Si stava meglio quando si stava peggio, o non si sta affatto?

Durante la giornata lavorativa, essendo costantemente a contatto con diverse persone spesso di età avanzata, è facile assistere a dialoghi intrisi di luoghi comuni o detti popolari.
Potrei stilarne una intera lista, solo di quelli che rispondono alla domanda: «Salve, come sta?». Dalla risposta paradossale «Da poveri vecchi», di certo poco perspicua, alla rassegnata «Non ci lamentiamo, c’è chi sta peggio», che dà per scontato che il sapere di qualcuno in condizioni peggiori possa far trascorrere notti migliori.

Nell’ultimo anno, dominato dal tema unico, è stato facile imbattersi nelle descrizioni più disparate inerenti al virus. Fra le esclamazioni più gettonate a supporto di determinate opinioni, troviamo in cima alla classifica:
«Perché non è toccato a te!»
«Perché non hai passato quello che ho passato io (o un eventuale caro, o il cugino di un amico)». 
Due frasi che ho sentito pronunciare sia separatamente, ma più spesso in sequenza, come l’una a rafforzare l’altra. 
Affermazioni all’apparenza banali, ma che nascondono risvolti complessi e drammatici.

Perché il mio pensiero dovrebbe mutare a seconda che sia io o no il protagonista dell’azione o del fatto?

★ ★ ★

> **CONSEGNA 1**
Nel testo sui luoghi comuni, quale risposta definita paradossale viene riportata alla domanda «Salve, come sta?»?
> **CONSEGNA 2**
Ricopia parola per parola il testo sui luoghi comuni, da "Potrei stilarne una" fino a "a rafforzare l’altra.".

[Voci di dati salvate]

★ ★ ★

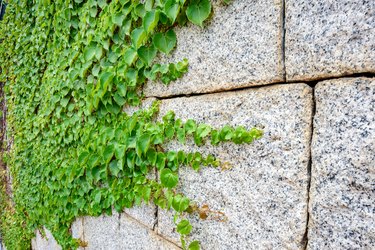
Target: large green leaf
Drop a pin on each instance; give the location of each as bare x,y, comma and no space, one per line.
150,20
138,37
165,42
147,54
172,8
143,143
180,203
198,11
184,227
168,178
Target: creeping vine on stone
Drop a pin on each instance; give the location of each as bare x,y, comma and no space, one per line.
70,67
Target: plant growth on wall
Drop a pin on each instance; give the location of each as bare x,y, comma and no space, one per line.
70,67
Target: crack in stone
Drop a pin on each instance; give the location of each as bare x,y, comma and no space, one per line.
283,31
305,238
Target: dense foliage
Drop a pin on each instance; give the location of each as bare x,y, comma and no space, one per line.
70,66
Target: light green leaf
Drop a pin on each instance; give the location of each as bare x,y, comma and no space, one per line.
172,8
165,42
180,203
138,36
194,245
168,178
150,20
108,153
114,168
147,54
184,227
143,143
198,11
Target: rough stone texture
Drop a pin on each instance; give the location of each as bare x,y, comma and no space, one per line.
45,243
329,38
77,230
241,46
102,232
342,195
264,195
121,232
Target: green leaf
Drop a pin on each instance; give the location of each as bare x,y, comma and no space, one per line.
198,11
165,42
172,8
160,162
169,131
82,158
106,79
108,153
90,52
118,18
152,156
138,36
114,168
143,143
120,151
194,245
184,227
190,126
150,20
168,178
180,203
132,77
147,54
203,130
119,99
130,56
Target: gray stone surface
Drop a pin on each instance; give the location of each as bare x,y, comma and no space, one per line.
264,195
121,232
329,38
342,194
240,46
77,230
102,232
45,243
145,214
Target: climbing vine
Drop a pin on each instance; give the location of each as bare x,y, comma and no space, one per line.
70,67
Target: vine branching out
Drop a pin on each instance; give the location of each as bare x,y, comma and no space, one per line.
69,68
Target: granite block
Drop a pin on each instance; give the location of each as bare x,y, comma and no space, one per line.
120,231
45,243
264,196
102,232
136,236
239,46
342,194
77,230
329,38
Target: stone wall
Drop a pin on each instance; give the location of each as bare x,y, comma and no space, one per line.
304,72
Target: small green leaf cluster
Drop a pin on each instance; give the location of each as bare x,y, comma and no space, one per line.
70,67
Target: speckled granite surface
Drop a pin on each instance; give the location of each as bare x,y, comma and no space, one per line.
240,46
329,38
121,232
264,196
342,195
44,243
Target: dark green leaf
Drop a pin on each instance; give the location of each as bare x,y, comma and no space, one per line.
198,11
184,227
147,54
168,178
165,42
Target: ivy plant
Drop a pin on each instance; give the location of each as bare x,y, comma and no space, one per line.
70,67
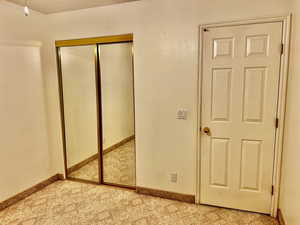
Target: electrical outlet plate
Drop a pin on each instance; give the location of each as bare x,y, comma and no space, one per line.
173,177
182,114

★ ★ ★

> **RISPOSTA 1**
«Da poveri vecchi»

> **RISPOSTA 2**
Potrei stilarne una intera lista, solo di quelli che rispondono alla domanda: «Salve, come sta?». Dalla risposta paradossale «Da poveri vecchi», di certo poco perspicua, alla rassegnata «Non ci lamentiamo, c’è chi sta peggio», che dà per scontato che il sapere di qualcuno in condizioni peggiori possa far trascorrere notti migliori.

Nell’ultimo anno, dominato dal tema unico, è stato facile imbattersi nelle descrizioni più disparate inerenti al virus. Fra le esclamazioni più gettonate a supporto di determinate opinioni, troviamo in cima alla classifica:
«Perché non è toccato a te!»
«Perché non hai passato quello che ho passato io (o un eventuale caro, o il cugino di un amico)». 
Due frasi che ho sentito pronunciare sia separatamente, ma più spesso in sequenza, come l’una a rafforzare l’altra.